Dataset records
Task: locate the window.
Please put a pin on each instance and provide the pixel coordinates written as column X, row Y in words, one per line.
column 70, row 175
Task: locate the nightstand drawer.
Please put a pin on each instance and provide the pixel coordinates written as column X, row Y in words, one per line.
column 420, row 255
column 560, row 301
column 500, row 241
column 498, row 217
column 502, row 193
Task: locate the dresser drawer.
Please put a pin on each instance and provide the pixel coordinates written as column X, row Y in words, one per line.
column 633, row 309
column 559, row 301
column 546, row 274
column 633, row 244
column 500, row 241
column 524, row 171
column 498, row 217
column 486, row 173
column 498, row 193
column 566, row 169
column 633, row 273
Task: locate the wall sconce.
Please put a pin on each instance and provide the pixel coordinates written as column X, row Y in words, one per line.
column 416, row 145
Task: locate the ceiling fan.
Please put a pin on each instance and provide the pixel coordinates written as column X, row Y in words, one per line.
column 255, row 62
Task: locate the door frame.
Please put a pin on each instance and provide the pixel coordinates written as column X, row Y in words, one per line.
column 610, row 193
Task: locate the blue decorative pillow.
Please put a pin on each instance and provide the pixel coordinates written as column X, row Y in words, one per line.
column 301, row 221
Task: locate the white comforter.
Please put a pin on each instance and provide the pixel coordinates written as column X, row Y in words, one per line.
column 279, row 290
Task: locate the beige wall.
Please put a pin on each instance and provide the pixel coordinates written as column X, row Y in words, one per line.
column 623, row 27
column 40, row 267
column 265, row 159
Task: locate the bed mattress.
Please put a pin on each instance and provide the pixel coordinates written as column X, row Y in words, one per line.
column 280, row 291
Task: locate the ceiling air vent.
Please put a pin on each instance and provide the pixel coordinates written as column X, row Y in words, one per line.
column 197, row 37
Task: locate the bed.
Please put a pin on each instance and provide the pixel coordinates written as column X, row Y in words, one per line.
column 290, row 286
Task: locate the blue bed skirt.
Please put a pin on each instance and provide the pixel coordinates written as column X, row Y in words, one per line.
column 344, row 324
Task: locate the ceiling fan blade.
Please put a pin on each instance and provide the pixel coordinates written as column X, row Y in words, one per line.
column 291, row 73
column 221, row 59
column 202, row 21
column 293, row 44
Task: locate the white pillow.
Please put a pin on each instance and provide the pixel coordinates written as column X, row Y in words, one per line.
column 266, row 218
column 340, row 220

**AIM OF THE TASK**
Rewrite all of the records above, substituting "place a marker" for "put a pin" wherever it occurs and leaving everything else unchanged.

**WORKED SOLUTION**
Task: locate the window.
Please place a marker on each instance and provide the pixel coordinates written as column X, row Y in words, one per line.
column 70, row 175
Task: locate the nightstand drawer.
Please place a marker on each instance and provide the pixel coordinates written as column X, row Y in words, one per line.
column 420, row 255
column 560, row 301
column 500, row 241
column 498, row 217
column 502, row 193
Task: locate the dresser drawer.
Please place a marker on each instance and provide the pixel coordinates written as column X, row Y in words, one per line.
column 633, row 309
column 559, row 301
column 546, row 274
column 633, row 244
column 500, row 241
column 524, row 171
column 498, row 217
column 486, row 173
column 498, row 193
column 566, row 169
column 633, row 273
Task: locate the wall sconce.
Please place a marker on each instance and provide the pixel coordinates written as column X, row Y in words, one per line.
column 416, row 145
Task: locate the ceiling fan.
Please place a marker on each instance and provide the pixel coordinates written as column X, row Y in words, one per line.
column 255, row 62
Task: locate the door frame.
Please place a marker on each instance and provide the pixel coordinates written as column X, row Y in words, one per line.
column 610, row 193
Task: locate the blue decorative pillow.
Please place a marker on each instance and provide the pixel coordinates written as column X, row Y in words, one per line.
column 301, row 221
Task: locate the white comforter.
Please place a marker on each instance and provide the pixel coordinates written as column X, row Y in words, one per line.
column 279, row 290
Task: locate the beige wall.
Please place a marker on each instance and provide the pixel coordinates written as column X, row Y in words, one per line.
column 623, row 27
column 40, row 267
column 265, row 159
Task: locate the bed mattress.
Please place a marker on each instance and provide the pixel coordinates written as column X, row Y in words, one per line.
column 280, row 291
Task: locate the ceiling air vent.
Please place a marker on each instance and provide the pixel coordinates written as column X, row Y in words, one per line.
column 197, row 37
Task: locate the bed.
Please place a marker on each instance and provide the pixel coordinates written as column X, row Y in words, one per line.
column 290, row 286
Task: locate the blue bed skirt.
Please place a marker on each instance and provide the pixel coordinates written as column X, row Y in words, one per line.
column 344, row 324
Task: locate the ceiling fan blade.
Please place a marker on each instance and provide the pixel coordinates written as column X, row Y in words, one per line.
column 291, row 73
column 221, row 59
column 202, row 21
column 293, row 44
Task: locate the white pillow.
Please place a marker on each instance and provide the pixel coordinates written as column X, row Y in words, one per line.
column 266, row 218
column 340, row 220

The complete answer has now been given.